start Source

Abbas to meet with Egypt’s Sissi amid reports of Hamas deal

palestinian Authority President Mahmoud Abbas will travel to Cairo over the weekend to meet with Egyptian leader Abdel-Fattah el-Sissi for “urgent” talks, the PA’s envoy to Egypt said Tuesday, amid tensions over Egypt’s involvement in an internal Palestinian rift.

In addition, Jamal al-Shobaki said that the two leaders will discuss US efforts to revive peace talks between Israel and the Palestinians, as well Egyptian efforts to end the ongoing internal “Palestinian division.”

“[Abbas and Sissi] will discuss during the meeting the Palestinian issue in all of its aspects, in addition to the current conditions the Middle East is going through, as well as the dangerous escalation in settlements in East Jerusalem and the rest of the Palestinian territories,” Shobaki said, according to the PA’s official Wafa news agency.

It was unclear what prompted the need for the talks, but they came on the heels of developments in Gaza that point to a new government being formed between Hamas and Abbas’s rival in the Fatah party, Mohammad Dahlan.

end Source

What is asked:
a – According to the article, to which city will Mahmoud Abbas travel over the weekend?
b – Rewrite the part of the article that opens with the words containing "In addition, Jamal" and closes with "Wafa news agency.", replacing "settlements" with "construction".

start Material

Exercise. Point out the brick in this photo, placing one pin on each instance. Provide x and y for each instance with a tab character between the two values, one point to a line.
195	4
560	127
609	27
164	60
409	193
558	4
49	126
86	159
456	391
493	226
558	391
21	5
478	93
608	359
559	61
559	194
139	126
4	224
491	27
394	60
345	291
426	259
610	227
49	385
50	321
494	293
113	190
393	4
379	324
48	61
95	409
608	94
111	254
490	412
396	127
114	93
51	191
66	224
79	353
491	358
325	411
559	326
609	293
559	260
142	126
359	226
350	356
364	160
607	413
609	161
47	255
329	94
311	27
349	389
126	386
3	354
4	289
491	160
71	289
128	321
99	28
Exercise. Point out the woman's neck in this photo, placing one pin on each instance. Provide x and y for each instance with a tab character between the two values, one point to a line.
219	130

end Material

The replies:
a – Cairo

b –
In addition, Jamal al-Shobaki said that the two leaders will discuss US efforts to revive peace talks between Israel and the Palestinians, as well Egyptian efforts to end the ongoing internal “Palestinian division.”

“[Abbas and Sissi] will discuss during the meeting the Palestinian issue in all of its aspects, in addition to the current conditions the Middle East is going through, as well as the dangerous escalation in construction in East Jerusalem and the rest of the Palestinian territories,” Shobaki said, according to the PA’s official Wafa news agency.